> [What is needed]
Your response should consist of the entries below, written out exactly.

[[ Exercise inputs open ]]

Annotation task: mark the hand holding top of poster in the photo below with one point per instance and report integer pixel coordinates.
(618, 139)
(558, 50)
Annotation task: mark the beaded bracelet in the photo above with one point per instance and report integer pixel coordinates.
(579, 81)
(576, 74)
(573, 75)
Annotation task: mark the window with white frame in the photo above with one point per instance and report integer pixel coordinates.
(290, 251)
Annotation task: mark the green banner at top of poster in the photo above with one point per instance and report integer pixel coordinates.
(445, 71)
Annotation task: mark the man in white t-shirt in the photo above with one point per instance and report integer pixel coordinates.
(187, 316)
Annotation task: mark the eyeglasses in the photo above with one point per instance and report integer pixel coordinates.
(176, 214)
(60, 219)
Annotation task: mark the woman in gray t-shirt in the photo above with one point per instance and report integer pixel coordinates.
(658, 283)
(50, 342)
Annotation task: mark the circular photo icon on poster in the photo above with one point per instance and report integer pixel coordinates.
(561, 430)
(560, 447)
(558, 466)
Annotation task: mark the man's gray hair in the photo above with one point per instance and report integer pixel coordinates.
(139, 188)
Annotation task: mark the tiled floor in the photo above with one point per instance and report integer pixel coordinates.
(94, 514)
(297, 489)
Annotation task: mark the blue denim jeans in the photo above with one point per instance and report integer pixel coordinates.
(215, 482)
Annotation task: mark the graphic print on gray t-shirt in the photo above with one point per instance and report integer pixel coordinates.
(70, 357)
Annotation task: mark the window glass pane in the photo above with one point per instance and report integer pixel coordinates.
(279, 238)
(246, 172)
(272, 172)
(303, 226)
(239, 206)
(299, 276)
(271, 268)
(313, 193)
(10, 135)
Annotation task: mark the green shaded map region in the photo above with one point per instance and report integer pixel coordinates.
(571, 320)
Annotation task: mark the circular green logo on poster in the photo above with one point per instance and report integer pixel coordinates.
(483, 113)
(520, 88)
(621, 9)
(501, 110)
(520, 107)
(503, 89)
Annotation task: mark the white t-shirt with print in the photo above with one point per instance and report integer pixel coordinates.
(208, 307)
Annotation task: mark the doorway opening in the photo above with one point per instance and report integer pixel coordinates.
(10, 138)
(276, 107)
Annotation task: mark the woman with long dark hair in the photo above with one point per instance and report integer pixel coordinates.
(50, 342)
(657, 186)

[[ Exercise inputs closed ]]

> [Expected output]
Annotation task: mark the hand holding top of poster in the photo below with one point per instance and report integer pixel coordinates.
(618, 139)
(558, 50)
Annotation task: mark the beaded bracelet in the photo above with one point per instance and report integer pixel coordinates.
(579, 81)
(576, 74)
(573, 75)
Annotation task: mark the window with white frame in the photo above with one point per instance and report integer pixel coordinates.
(290, 251)
Annotation task: mark the green banner at top of poster in the photo above with one point per instance and report integer pixel coordinates.
(445, 71)
Annotation task: mark the man in white t-shirt in the photo above with one point per instance and report integer pixel coordinates.
(187, 316)
Annotation task: mark the eyeglasses in the photo above with one point per instance and report integer pixel coordinates.
(176, 214)
(60, 219)
Annotation task: mark the woman in gray t-shirt in the photo above with one point per instance and report integer pixel coordinates.
(658, 283)
(50, 342)
Annotation task: mark the circular photo icon on poster in the photo above with one point per instance and report integer pixel coordinates.
(561, 430)
(560, 447)
(558, 466)
Annotation task: mark the man's gray hair in the photo above with one point per instance and report integer pixel coordinates.
(139, 188)
Annotation task: mark the tiled floor in the photo above with one point per instance and report integer pixel coordinates.
(94, 514)
(297, 489)
Annotation task: mark the blue denim jeans in the photo above with one point per instance and report integer pixel coordinates.
(215, 482)
Annotation task: mark the graphic print on gray t-shirt in the photo above with one point per instance and report integer pixel coordinates.
(70, 357)
Annotation task: mark the window glass pane in the photo above with one point per instance and report integer pixel coordinates.
(279, 238)
(246, 172)
(272, 172)
(303, 226)
(239, 206)
(299, 276)
(271, 268)
(313, 193)
(10, 135)
Annotation task: mark the green shaded map region in the photo above with one point per instance and report integer pixel coordinates.
(571, 320)
Annotation task: mark the circular green logo on poster in the photo above with one point per instance and report integer pixel coordinates.
(483, 113)
(520, 88)
(621, 9)
(501, 110)
(520, 107)
(503, 89)
Annotation task: mark the white t-shirt with print in the photo above with one point per instance and report integer pixel coordinates.
(208, 307)
Annotation task: mark the doorway opening in the photo above with one point per instance and report integer pixel coordinates.
(10, 138)
(276, 107)
Annotation task: mark the woman with long dark hair in the photo above with one point per instance and report integer pixel coordinates.
(50, 342)
(657, 186)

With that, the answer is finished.